> _PETITE TÂCHE A_: Traduisez en anglais cette phrase du texte de la page : « Aujourd’hui, la Haute Autorité ne respecte pas les délais qui lui sont impartis par la loi organique. »

> _TEXTE DE LA PAGE_:
···
L’amendement n° 98 est présenté par le Gouvernement.
L’amendement n° 174 rectifié est présenté par M. Mézard et les membres du groupe du Rassemblement Démocratique et Social Européen.
Ces deux amendements sont ainsi libellés :
Alinéa 20, première phrase
Après le mot :
apprécie
insérer les mots :
, dans un délai de six mois à compter de la réception de la déclaration,
La parole est à Mme la ministre, pour présenter l’amendement n° 98.
Je le retire au bénéfice de l’amendement n° 174 rectifié de M. Mézard, monsieur le président.
L’amendement n° 98 est retiré.
La parole est à M. Jacques Mézard, pour présenter l’amendement n° 174 rectifié.
M. Jacques Mézard. Ce moment est exceptionnel, et je le savoure au plus haut point !
Sourires.
Nouveaux sourires.
Prévoir un délai de six mois à compter de la réception de la déclarationpour que la Haute Autorité statue sur celle-ci, c’était indispensable, mes chers collègues.
Ce qui est encore plus indispensable – je ne sais pas, madame la ministre, si nous sommes d’accord sur ce point –, c’est de prévoir une sanction pour le cas où la Haute Autorité ne respecterait pas ce délai.
Aujourd’hui, la Haute Autorité ne respecte pas les délais qui lui sont impartis par la loi organique. Elle n’a d’ailleurs rien à faire de ces délais et passe outre. Ainsi, voilà désormais douze mois que les sénateurs qui ont été réélus en septembre 2014 ont déposé leur déclaration et la procédure d’examen n’est toujours pas terminée. Cela peut durer des années !
Quand la Haute Autorité pour la transparence de la vie publique ne respecte pas les délais qui lui sont impartis par la loi, cela commence à devenir inquiétant. Il faut donc inscrire dans la loi non seulement, comme c’est le cas aujourd’hui, qu’il est nécessaire de transmettre les dossiers à la Haute Autorité, mais aussi que, lorsque cette instance n’a pas effectué le travail pour lequel elle est mandatée dans le délai imparti, elle est réputée donner un avis favorable.
Cet amendement vient en discussion avant un autre, que nous examinerons ultérieurement et qui a fait l’objet d’une très longue discussion, ce matin, en commission des lois. Un grand nombre d’entre nous partage la préoccupation des auteurs de l’amendement. M. Collombat est ainsi intervenu avec force, de même que M. Portelli, pour juger que la Haute Autorité prenait vraiment beaucoup de temps pour émettre ses avis, ce qui pouvait être préjudiciable pour ceux qui les attendaient.
···
> _MATÉRIEL FOURNI_:
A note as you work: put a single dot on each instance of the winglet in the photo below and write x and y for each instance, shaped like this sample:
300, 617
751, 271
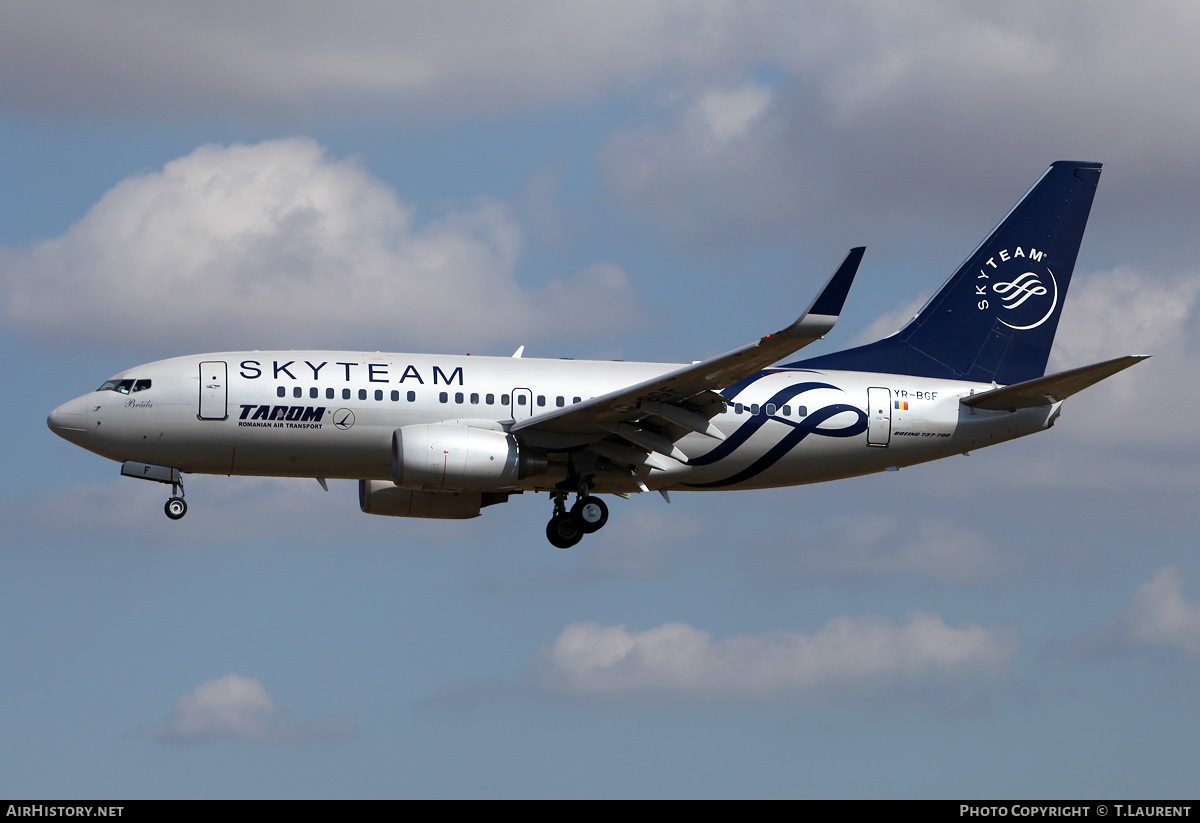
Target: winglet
822, 314
833, 295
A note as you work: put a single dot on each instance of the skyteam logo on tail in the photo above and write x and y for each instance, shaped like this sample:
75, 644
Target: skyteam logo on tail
1024, 290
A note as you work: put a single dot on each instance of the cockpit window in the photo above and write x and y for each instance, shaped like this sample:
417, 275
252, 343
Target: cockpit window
125, 386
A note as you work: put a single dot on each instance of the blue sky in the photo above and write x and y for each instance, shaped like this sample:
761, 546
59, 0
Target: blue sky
646, 180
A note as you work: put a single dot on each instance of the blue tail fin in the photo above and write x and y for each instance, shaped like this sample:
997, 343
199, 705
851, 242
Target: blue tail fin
995, 319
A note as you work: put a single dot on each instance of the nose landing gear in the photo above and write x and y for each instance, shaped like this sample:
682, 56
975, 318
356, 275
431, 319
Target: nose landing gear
175, 506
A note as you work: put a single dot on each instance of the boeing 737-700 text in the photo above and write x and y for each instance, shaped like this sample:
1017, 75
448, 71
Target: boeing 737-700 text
442, 436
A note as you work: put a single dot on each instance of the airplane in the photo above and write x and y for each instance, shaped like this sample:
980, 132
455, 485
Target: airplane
444, 437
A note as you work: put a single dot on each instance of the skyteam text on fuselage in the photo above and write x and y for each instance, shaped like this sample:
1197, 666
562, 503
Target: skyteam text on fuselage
443, 436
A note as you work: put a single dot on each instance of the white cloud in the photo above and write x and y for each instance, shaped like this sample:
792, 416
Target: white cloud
1157, 618
237, 708
279, 245
850, 656
910, 115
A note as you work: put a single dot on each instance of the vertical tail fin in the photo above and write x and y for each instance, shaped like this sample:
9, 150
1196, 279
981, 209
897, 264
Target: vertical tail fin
995, 319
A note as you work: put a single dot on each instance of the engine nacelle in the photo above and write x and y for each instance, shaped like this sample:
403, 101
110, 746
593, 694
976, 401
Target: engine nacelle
450, 457
379, 497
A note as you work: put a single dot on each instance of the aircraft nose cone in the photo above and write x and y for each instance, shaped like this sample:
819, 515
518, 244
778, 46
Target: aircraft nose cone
69, 421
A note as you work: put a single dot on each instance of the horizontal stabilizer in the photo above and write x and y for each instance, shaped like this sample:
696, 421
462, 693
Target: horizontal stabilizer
1051, 389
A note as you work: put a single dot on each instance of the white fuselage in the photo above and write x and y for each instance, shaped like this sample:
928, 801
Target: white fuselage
331, 414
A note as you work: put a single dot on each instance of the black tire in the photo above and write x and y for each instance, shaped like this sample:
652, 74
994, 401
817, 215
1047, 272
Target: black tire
175, 508
563, 532
589, 514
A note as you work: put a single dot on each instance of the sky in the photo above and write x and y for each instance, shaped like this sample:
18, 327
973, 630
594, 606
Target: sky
655, 180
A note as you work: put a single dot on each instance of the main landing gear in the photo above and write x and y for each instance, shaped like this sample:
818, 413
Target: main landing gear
588, 515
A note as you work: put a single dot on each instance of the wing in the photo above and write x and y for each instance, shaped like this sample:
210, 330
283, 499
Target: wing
671, 406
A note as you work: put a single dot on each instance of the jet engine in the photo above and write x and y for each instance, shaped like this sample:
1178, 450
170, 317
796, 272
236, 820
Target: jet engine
449, 457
···
> _PETITE TÂCHE B_: Transformez en tableau Markdown les lignes des entrées, de celle qui contient « of the horizontal » jusqu’à la dernière ligne des entrées, ces deux lignes comprises, sans les lignes vides. Mettez le numéro de rang dans une colonne « Num » et la ligne dans une colonne « Contenu ».

> _RÉPONSE FINALE A_: Today, the High Authority does not comply with the deadlines set for it by the organic law.

> _RÉPONSE FINALE B_:
| Num | Contenu |
|---|---|
| 1 | A note as you work: put a single dot on each instance of the horizontal stabilizer in the photo above and write x and y for each instance, shaped like this sample: |
| 2 | 696, 421 |
| 3 | 462, 693 |
| 4 | Target: horizontal stabilizer |
| 5 | 1051, 389 |
| 6 | A note as you work: put a single dot on each instance of the white fuselage in the photo above and write x and y for each instance, shaped like this sample: |
| 7 | 928, 801 |
| 8 | Target: white fuselage |
| 9 | 331, 414 |
| 10 | A note as you work: put a single dot on each instance of the black tire in the photo above and write x and y for each instance, shaped like this sample: |
| 11 | 652, 74 |
| 12 | 994, 401 |
| 13 | 817, 215 |
| 14 | 1047, 272 |
| 15 | Target: black tire |
| 16 | 175, 508 |
| 17 | 563, 532 |
| 18 | 589, 514 |
| 19 | A note as you work: put a single dot on each instance of the sky in the photo above and write x and y for each instance, shaped like this sample: |
| 20 | 18, 327 |
| 21 | 973, 630 |
| 22 | 594, 606 |
| 23 | Target: sky |
| 24 | 655, 180 |
| 25 | A note as you work: put a single dot on each instance of the main landing gear in the photo above and write x and y for each instance, shaped like this sample: |
| 26 | 818, 413 |
| 27 | Target: main landing gear |
| 28 | 588, 515 |
| 29 | A note as you work: put a single dot on each instance of the wing in the photo above and write x and y for each instance, shaped like this sample: |
| 30 | 210, 330 |
| 31 | 283, 499 |
| 32 | Target: wing |
| 33 | 671, 406 |
| 34 | A note as you work: put a single dot on each instance of the jet engine in the photo above and write x and y for each instance, shaped like this sample: |
| 35 | 1178, 450 |
| 36 | 170, 317 |
| 37 | 796, 272 |
| 38 | 236, 820 |
| 39 | Target: jet engine |
| 40 | 449, 457 |